- _Entries_
+ + +

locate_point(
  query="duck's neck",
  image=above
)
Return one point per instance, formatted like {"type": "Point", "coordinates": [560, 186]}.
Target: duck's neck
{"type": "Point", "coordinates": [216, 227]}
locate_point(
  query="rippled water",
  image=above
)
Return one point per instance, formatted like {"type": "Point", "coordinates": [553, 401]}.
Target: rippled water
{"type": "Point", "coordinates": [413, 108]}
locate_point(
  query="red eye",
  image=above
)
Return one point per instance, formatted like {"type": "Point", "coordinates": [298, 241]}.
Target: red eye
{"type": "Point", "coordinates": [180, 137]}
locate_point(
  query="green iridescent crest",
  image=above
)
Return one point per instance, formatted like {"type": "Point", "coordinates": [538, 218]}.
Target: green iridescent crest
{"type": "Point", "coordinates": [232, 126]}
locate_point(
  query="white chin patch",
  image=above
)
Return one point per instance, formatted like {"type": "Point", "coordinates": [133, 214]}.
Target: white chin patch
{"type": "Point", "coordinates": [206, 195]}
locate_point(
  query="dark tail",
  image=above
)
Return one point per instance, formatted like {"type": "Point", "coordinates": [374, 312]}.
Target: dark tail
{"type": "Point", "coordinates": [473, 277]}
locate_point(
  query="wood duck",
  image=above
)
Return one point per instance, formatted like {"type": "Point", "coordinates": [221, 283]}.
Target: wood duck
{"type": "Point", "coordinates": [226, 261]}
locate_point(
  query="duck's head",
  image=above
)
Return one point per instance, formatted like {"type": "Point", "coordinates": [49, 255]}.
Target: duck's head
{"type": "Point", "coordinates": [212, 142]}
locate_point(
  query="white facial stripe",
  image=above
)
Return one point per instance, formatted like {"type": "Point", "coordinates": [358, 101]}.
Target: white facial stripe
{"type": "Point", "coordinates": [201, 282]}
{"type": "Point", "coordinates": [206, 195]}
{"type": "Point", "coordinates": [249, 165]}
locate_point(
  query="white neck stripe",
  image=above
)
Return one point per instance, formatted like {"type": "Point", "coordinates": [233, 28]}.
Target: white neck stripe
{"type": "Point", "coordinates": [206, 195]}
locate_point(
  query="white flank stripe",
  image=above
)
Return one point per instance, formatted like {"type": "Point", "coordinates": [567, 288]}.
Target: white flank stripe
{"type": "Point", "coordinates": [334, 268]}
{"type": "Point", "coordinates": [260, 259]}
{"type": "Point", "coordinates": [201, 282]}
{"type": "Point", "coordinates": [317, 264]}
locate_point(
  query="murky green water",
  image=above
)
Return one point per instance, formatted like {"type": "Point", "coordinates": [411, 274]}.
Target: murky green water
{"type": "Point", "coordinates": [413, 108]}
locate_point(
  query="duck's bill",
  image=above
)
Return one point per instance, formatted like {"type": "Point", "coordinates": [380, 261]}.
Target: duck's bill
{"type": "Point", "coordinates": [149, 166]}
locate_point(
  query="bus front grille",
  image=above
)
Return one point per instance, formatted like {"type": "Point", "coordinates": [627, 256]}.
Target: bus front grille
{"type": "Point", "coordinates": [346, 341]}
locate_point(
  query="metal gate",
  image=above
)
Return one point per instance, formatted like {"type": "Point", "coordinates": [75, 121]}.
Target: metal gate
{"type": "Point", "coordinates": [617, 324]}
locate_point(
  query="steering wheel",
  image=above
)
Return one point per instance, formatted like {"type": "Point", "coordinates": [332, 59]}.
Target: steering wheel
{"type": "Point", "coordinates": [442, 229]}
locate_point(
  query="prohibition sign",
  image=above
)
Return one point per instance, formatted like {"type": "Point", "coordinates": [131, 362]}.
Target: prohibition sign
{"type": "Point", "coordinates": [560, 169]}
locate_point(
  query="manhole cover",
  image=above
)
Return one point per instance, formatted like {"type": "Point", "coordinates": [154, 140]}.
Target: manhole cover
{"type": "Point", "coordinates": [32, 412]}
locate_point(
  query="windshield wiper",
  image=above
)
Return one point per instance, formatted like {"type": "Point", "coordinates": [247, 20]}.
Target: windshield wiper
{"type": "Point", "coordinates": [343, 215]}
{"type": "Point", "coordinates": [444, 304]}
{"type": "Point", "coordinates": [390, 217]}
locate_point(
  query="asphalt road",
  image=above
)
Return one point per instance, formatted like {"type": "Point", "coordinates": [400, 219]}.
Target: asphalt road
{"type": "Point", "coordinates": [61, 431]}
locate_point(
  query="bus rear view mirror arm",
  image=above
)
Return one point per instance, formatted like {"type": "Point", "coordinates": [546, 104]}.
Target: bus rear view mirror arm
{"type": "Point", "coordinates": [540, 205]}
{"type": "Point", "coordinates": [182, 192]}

+ + +

Retype the listing above in full, with no alterations.

- _Completed exercise_
locate_point(
  query="duck's neck",
  image=above
)
Return one point per instance, formatted like {"type": "Point", "coordinates": [560, 186]}.
Target: duck's neck
{"type": "Point", "coordinates": [216, 227]}
locate_point(
  query="rippled water",
  image=above
)
Return one point per instance, formatted like {"type": "Point", "coordinates": [553, 401]}.
Target: rippled water
{"type": "Point", "coordinates": [413, 108]}
locate_point(
  query="red eye",
  image=above
)
Return one point per instance, formatted like {"type": "Point", "coordinates": [298, 241]}.
Target: red eye
{"type": "Point", "coordinates": [180, 137]}
locate_point(
  query="green iridescent crest",
  image=above
)
Return one point per instance, formatted like {"type": "Point", "coordinates": [538, 218]}.
Target: green iridescent crest
{"type": "Point", "coordinates": [232, 126]}
locate_point(
  query="white chin patch",
  image=above
)
Return one point per instance, formatted like {"type": "Point", "coordinates": [133, 214]}.
Target: white chin patch
{"type": "Point", "coordinates": [206, 195]}
locate_point(
  query="dark tail",
  image=above
)
Return one point per instance, formatted like {"type": "Point", "coordinates": [374, 312]}.
Target: dark tail
{"type": "Point", "coordinates": [473, 277]}
locate_point(
  query="wood duck",
  image=above
)
Return one point per instance, formatted like {"type": "Point", "coordinates": [221, 283]}.
Target: wood duck
{"type": "Point", "coordinates": [226, 261]}
locate_point(
  query="duck's head",
  image=above
)
Return one point per instance, formatted like {"type": "Point", "coordinates": [49, 255]}.
Target: duck's head
{"type": "Point", "coordinates": [212, 142]}
locate_point(
  query="white facial stripe",
  image=above
)
Return one point per instance, formatted like {"type": "Point", "coordinates": [358, 101]}.
Target: white facial stripe
{"type": "Point", "coordinates": [201, 282]}
{"type": "Point", "coordinates": [206, 195]}
{"type": "Point", "coordinates": [249, 165]}
locate_point(
  query="white neck stripe",
  image=above
)
Return one point per instance, formatted like {"type": "Point", "coordinates": [233, 28]}.
Target: white neck stripe
{"type": "Point", "coordinates": [206, 195]}
locate_point(
  query="white flank stripe",
  image=above
)
Return one point per instance, formatted like {"type": "Point", "coordinates": [567, 288]}.
Target: white flank stripe
{"type": "Point", "coordinates": [334, 268]}
{"type": "Point", "coordinates": [260, 259]}
{"type": "Point", "coordinates": [201, 282]}
{"type": "Point", "coordinates": [317, 264]}
locate_point(
  query="murky green water",
  image=above
)
Return one point per instance, formatted like {"type": "Point", "coordinates": [411, 274]}.
Target: murky green water
{"type": "Point", "coordinates": [413, 108]}
locate_point(
  query="duck's bill",
  image=above
)
Return one point per instance, formatted like {"type": "Point", "coordinates": [380, 261]}.
Target: duck's bill
{"type": "Point", "coordinates": [149, 166]}
locate_point(
  query="bus front grille",
  image=above
)
Return one point per instance, formatted like {"type": "Point", "coordinates": [627, 256]}.
Target: bus front grille
{"type": "Point", "coordinates": [346, 341]}
locate_point(
  query="metal gate",
  image=above
)
Return one point per instance, formatted like {"type": "Point", "coordinates": [75, 121]}.
Target: metal gate
{"type": "Point", "coordinates": [617, 324]}
locate_point(
  query="steering wheel",
  image=above
)
Return one point per instance, formatted like {"type": "Point", "coordinates": [332, 59]}.
Target: steering wheel
{"type": "Point", "coordinates": [442, 229]}
locate_point(
  query="prohibition sign",
  image=above
)
Return one point per instance, formatted like {"type": "Point", "coordinates": [131, 362]}.
Target: prohibition sign
{"type": "Point", "coordinates": [560, 169]}
locate_point(
  query="manhole cover",
  image=above
)
Return one point per instance, formatted like {"type": "Point", "coordinates": [154, 140]}.
Target: manhole cover
{"type": "Point", "coordinates": [32, 412]}
locate_point(
  query="windshield wiper",
  image=above
)
Return one point per instance, formatted like {"type": "Point", "coordinates": [247, 20]}.
Target: windshield wiper
{"type": "Point", "coordinates": [343, 215]}
{"type": "Point", "coordinates": [444, 304]}
{"type": "Point", "coordinates": [390, 217]}
locate_point(
  query="asphalt road",
  image=above
)
Return one point per instance, formatted like {"type": "Point", "coordinates": [400, 219]}.
Target: asphalt road
{"type": "Point", "coordinates": [61, 431]}
locate_point(
  query="bus rear view mirror arm",
  image=above
)
Return one point per instance, formatted like {"type": "Point", "coordinates": [546, 104]}.
Target: bus rear view mirror arm
{"type": "Point", "coordinates": [540, 205]}
{"type": "Point", "coordinates": [182, 192]}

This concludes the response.